# Game 52: San Antonio Spurs @ Philadelphia 76ers



## KokoTheMonkey (Aug 4, 2003)

* February 15th, 2006 - 6:00 PM (Central Time)*
 *San Antonio Spurs (40-11)* @ *Philadelphia 76ers (24-26)*  


*Previous Meetings:*

Spurs 100, 76ers 91


*Projected Starting Lineup: *










PG - Tony Parker (19.3 PPG - 5.8 APG - 3.7 RPG)
SG - Manu Ginobili (15.9 PPG - 3.7 RPG - 3.3 APG) 
SF - Bruce Bowen (7.7 PPG - 3.8 RPG - 1.5 APG)
PF - Tim Duncan (19.5 PPG - 11.4 RPG - 2.0 BLK)
C - Rasho Nesterovic (5.4 PPG - 4.3 RPG - 1.3 BPG)

*Reserves:*

G/F - Michael Finley (9.3 PPG - 3.3 RPG)
PG - Nick Van Exel (5.4 PPG - 1.8 APG)
F/C - Robert Horry (5.0 PPG - 3.8 RPG)
C - Nazr Mohammed (4.9 PPG - 4.4 RPG)
G/F - Brent Barry (4.8 PPG - 1.7 RPG)
PG - Beno Udrih (3.4 PPG - 1.6 APG)
F/C - Sean Marks (3.8 PPG - 2.2 RPG)


*Projected Starting Lineup: *










PG - Allen Iverson (33.3 PPG - 7.4 APG - 2.0 STL) 
SG - John Salmons (7.9 PPG - 2.8 RPG - 2.5 APG)
SF - Andre Iguodala (11.9 PPG - 5.9 RPG - 2.7 APG) 
PF - Chris Webber (19.6 PPG - 9.9 RPG - 3.2 APG)
C - Samuel Dalembert (9.3 PPG - 10.1 RPG - 3.3 BLK)

What the exercise asks
Extend the Spurs at 76ers game preview past its final line, the one listing Samuel Dalembert.

Data excerpt
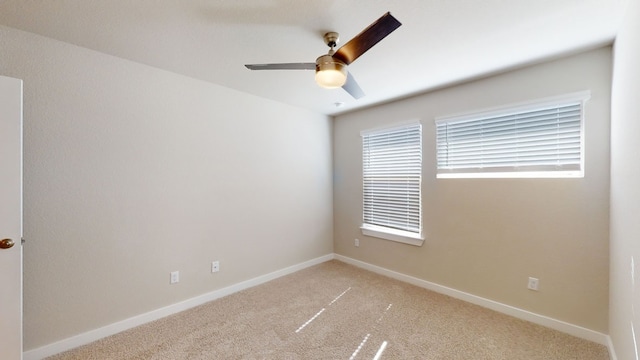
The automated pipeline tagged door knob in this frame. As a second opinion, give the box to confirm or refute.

Expected output
*Reserves:*

G/F - Kyle Korver (11.2 PPG - 3.6 RPG)
C - Steven Hunter (4.9 PPG - 3.4 RPG)
PG - Kevin Ollie (2.1 PPG - 1.3 RPG)
PF - Shavlik Randolph (2.5 PPG - 2.5 RPG)
PF - Michael Bradley (1.7 PPG - 2.7 RPG)
G/F - Matt Barnes (2.8 PPG - 1.7 RPG)




We really need to win this game because it will give us some momentum going into the All-Star break. Winning 6 consecutive games on the road and 9 games overall is all nice, but if you end it with two straight losses it takes most if not all of that momentum. Philly has struggled defensively this season, and they don't have much depth. Spurs should win in yet another close game.


----------



## Reign (Feb 8, 2006)

nah I think it may be abit of a blow out... 76ers just can't seem to find there feet this season... which is good for us


----------



## TheRoc5 (Mar 1, 2005)

im gonna be crazy mad if we dont blow the 6ers out. we need this win for confidence. and if we loose this one ill go insane. march 2nd is a big day by the way... we play mavs in SA
Spurs 110
76ers 90


----------



## TheRoc5 (Mar 1, 2005)

free nazr pop gosh


----------



## TheRoc5 (Mar 1, 2005)

we were upp 11 with 5 min to go and now were down 2 at half :curse:


----------



## TiMVP2 (Jun 19, 2003)

Ugh tied with like little time left GO SPURS


----------



## TiMVP2 (Jun 19, 2003)

**** That Didnt Count ****!!!


----------



## FreeMason Jr. (Jul 12, 2004)

AHHH! I totally forgot about the game! I turned to FSN and what do I see?! Spurs down by 3 with 3 minutes left in OT!!!

I forgot about the Cleveland game also and we got our ***** kicked! Maybe now that I've remembered the game we'll start winning?


----------



## TheRoc5 (Mar 1, 2005)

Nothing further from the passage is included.